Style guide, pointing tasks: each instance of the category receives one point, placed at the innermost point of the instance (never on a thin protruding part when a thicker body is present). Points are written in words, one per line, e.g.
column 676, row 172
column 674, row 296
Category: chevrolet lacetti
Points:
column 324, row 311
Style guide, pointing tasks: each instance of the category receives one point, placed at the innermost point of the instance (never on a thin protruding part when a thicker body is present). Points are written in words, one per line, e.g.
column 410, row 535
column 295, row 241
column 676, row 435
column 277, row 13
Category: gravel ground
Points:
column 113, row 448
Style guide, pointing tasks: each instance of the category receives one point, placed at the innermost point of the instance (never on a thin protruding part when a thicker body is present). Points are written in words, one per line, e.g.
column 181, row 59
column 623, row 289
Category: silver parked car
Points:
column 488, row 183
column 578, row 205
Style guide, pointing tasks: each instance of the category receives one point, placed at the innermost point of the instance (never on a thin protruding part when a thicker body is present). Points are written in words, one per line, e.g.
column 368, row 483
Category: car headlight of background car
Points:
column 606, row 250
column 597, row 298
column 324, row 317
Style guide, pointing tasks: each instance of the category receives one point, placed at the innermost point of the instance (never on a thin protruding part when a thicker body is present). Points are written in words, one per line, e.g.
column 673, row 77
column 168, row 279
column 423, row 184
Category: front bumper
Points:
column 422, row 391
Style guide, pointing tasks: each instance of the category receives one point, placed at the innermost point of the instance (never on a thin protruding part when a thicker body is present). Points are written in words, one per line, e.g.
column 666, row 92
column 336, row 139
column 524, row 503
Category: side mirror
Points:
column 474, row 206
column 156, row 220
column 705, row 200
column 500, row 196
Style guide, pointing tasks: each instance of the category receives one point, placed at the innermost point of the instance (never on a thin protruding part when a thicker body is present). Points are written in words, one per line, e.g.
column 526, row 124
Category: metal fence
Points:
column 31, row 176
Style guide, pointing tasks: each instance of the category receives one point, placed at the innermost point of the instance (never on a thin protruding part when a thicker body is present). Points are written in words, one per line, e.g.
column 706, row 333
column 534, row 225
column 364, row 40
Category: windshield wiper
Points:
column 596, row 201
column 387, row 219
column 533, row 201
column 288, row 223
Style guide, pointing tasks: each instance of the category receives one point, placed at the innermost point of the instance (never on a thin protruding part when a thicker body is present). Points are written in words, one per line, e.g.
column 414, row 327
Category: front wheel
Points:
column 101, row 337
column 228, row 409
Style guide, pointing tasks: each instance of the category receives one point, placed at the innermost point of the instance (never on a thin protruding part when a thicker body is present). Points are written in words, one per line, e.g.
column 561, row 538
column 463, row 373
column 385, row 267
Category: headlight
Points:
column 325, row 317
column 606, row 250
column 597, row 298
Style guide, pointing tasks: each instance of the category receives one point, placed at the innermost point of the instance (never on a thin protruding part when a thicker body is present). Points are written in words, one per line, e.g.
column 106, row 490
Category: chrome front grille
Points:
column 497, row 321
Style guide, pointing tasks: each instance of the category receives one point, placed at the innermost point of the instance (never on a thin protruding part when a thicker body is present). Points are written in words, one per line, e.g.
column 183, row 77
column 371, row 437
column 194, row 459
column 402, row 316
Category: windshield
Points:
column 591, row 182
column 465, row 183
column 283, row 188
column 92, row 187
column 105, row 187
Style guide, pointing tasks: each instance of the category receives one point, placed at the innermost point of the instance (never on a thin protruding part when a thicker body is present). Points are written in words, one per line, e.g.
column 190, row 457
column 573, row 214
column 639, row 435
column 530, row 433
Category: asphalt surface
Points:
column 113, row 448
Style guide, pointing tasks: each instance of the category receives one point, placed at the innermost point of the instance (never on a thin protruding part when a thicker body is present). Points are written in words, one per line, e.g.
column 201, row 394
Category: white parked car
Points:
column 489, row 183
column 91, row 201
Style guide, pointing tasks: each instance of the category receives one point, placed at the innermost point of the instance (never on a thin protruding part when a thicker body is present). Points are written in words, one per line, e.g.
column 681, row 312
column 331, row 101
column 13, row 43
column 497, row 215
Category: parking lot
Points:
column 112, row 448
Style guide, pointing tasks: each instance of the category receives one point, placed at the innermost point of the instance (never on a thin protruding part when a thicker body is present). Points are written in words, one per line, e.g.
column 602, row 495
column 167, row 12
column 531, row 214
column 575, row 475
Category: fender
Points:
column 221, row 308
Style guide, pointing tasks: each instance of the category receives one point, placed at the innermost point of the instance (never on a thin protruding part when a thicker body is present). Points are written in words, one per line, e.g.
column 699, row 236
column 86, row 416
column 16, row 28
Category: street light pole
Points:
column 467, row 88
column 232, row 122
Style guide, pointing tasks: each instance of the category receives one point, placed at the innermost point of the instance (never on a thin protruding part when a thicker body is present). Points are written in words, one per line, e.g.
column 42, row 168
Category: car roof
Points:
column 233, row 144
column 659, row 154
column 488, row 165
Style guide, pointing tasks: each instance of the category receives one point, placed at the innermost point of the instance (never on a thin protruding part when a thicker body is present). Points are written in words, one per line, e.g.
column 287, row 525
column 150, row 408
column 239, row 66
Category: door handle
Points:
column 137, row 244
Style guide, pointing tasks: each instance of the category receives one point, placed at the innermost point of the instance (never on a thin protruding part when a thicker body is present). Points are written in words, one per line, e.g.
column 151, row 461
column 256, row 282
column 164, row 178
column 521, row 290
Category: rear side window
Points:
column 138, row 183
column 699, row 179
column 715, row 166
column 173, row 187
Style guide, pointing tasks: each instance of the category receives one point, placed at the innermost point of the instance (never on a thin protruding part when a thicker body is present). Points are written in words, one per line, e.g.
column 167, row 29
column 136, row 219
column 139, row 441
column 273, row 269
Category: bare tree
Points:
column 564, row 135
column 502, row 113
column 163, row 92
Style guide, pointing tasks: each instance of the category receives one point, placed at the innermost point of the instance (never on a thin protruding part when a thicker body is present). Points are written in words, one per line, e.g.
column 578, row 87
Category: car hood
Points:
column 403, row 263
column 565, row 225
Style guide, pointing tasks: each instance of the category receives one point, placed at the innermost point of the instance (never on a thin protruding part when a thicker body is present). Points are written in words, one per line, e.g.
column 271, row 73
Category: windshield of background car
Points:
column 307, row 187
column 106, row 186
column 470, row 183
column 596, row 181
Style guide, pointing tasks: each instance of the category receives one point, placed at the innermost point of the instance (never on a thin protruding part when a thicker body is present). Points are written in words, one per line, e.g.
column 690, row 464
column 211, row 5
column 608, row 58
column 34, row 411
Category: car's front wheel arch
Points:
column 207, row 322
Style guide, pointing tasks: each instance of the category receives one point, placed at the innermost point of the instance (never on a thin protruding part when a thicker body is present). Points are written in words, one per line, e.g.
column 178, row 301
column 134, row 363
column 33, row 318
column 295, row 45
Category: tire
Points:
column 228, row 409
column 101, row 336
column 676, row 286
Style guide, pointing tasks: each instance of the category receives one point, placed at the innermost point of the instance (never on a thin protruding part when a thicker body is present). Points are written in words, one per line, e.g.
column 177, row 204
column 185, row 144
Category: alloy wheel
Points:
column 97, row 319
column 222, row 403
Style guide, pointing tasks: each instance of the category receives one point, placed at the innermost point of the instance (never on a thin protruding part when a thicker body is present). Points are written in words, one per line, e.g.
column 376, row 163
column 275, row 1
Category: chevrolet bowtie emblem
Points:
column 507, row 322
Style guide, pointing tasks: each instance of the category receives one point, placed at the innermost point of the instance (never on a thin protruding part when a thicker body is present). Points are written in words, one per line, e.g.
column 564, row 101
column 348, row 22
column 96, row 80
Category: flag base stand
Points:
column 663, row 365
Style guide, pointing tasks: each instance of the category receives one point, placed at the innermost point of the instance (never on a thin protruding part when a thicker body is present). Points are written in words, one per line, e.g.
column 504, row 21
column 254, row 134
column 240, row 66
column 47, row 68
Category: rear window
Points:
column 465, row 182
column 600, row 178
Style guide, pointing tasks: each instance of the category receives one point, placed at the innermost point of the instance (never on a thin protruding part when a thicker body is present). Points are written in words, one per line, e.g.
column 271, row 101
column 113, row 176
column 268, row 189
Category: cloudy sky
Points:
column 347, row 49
* * *
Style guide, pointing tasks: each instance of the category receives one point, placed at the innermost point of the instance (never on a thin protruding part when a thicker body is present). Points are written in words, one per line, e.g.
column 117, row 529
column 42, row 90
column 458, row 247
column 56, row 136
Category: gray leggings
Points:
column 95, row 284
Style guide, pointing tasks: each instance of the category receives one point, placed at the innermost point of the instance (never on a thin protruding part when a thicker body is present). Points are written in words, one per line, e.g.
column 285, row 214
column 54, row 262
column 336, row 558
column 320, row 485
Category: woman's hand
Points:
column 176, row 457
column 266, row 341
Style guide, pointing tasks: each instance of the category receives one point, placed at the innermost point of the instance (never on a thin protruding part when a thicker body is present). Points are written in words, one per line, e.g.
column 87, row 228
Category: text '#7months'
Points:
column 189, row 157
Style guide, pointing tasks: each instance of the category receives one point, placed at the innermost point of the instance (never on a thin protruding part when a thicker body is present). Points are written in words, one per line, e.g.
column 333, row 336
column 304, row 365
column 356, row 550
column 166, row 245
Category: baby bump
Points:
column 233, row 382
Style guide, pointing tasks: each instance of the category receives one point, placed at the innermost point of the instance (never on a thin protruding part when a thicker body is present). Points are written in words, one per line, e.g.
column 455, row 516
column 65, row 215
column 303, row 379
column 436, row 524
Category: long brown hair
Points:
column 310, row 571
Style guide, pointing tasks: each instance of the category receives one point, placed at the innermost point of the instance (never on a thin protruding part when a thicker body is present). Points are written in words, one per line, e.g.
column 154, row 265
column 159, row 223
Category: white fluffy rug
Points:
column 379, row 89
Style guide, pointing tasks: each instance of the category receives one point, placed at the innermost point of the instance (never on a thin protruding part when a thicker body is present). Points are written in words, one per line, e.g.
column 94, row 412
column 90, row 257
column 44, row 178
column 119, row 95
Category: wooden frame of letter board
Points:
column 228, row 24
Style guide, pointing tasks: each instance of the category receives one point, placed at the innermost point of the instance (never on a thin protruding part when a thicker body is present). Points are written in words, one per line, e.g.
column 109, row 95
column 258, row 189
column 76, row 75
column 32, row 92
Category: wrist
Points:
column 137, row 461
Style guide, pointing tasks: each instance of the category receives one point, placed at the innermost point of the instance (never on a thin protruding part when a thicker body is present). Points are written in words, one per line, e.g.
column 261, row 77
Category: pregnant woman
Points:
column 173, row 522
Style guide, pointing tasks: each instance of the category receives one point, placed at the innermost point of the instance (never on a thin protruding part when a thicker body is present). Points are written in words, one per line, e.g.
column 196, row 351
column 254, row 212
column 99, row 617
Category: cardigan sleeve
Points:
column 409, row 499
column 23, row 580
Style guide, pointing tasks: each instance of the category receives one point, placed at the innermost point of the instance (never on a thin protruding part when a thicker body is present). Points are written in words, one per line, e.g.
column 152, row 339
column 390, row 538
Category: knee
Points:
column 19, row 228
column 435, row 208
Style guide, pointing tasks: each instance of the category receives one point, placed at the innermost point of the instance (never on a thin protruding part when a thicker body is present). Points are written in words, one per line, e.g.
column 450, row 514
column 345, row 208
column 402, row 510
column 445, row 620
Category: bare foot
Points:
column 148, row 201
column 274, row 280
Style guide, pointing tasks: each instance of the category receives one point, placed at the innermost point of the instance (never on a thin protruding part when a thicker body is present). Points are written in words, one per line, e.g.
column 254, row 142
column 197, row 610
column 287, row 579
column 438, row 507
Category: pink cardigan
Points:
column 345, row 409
* * *
What to produce ▸ Only the lines above from the line containing "Category: bare tree" through the line containing "Category: car hood" should be retyped, exactly and with both ends included.

Result ▸
Category: bare tree
Points:
column 564, row 135
column 502, row 113
column 163, row 92
Style guide, pointing tasks: each instance of the category receives one point, placed at the innermost point of the instance (never on a thin protruding part when a thicker body is present). Points are written in words, one per line, e.g.
column 578, row 87
Category: car hood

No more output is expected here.